### COMPITO
Per favore, modifica le righe del materiale dalla riga che contiene "Target: background field" fino alla fine del materiale sostituendo "foreleg" con "front leg", poi riscrivile lasciando invariato tutto il resto.

··· DATI FORNITI

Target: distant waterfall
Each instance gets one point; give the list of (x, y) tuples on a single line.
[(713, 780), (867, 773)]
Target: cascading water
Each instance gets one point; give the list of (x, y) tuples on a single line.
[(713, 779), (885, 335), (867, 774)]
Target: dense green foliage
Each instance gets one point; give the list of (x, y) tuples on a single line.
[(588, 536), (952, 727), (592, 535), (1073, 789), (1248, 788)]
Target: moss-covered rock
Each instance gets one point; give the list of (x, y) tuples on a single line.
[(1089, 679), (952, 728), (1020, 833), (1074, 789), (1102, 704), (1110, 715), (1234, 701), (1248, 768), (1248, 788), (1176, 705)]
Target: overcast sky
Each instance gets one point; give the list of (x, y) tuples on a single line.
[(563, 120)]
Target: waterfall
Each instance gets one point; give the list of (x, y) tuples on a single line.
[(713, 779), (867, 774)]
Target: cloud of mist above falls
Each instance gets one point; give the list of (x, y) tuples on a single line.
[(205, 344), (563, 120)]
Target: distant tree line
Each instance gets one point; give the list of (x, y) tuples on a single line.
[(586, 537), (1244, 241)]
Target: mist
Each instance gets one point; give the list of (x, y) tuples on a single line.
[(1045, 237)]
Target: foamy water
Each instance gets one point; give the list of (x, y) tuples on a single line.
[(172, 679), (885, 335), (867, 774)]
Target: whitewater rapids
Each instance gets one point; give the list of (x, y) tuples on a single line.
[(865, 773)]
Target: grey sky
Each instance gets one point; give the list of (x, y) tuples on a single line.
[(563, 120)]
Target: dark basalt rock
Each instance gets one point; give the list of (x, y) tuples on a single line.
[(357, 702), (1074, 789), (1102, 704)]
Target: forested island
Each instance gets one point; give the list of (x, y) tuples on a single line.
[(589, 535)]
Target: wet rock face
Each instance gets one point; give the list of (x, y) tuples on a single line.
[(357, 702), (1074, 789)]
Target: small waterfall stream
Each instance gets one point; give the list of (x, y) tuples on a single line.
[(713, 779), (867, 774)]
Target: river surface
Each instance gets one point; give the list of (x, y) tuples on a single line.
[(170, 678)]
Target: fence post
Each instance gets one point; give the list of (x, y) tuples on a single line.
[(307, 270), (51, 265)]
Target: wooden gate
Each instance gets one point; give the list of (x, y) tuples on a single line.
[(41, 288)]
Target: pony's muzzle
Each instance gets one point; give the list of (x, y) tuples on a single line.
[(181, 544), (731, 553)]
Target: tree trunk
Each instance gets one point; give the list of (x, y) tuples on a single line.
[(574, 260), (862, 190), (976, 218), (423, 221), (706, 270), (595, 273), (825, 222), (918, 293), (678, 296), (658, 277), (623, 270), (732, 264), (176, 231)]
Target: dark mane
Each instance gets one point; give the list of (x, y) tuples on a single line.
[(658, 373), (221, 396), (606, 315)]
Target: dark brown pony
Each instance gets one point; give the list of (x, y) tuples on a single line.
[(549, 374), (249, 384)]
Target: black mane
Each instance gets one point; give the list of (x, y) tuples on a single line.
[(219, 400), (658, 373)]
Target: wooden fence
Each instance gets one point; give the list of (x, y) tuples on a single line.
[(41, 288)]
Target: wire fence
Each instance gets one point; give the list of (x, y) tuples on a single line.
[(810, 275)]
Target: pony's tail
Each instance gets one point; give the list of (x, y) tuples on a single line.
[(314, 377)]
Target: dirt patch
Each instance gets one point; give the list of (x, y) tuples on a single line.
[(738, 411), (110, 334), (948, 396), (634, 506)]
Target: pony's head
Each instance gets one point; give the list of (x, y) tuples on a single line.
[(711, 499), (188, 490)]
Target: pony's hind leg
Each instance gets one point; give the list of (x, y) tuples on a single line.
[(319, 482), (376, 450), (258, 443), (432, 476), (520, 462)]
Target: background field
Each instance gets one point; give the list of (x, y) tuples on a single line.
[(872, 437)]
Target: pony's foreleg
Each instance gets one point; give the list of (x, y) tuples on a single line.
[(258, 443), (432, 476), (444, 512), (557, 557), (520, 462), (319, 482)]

······

### LA RISPOSTA
Target: background field
Each instance gets one point; give the list of (x, y) tuples on a single line.
[(872, 437)]
Target: pony's front leg
Each instance gets one point; give the list of (x, y) tuples on a single line.
[(258, 443), (432, 476), (444, 512), (557, 557), (520, 462), (319, 482)]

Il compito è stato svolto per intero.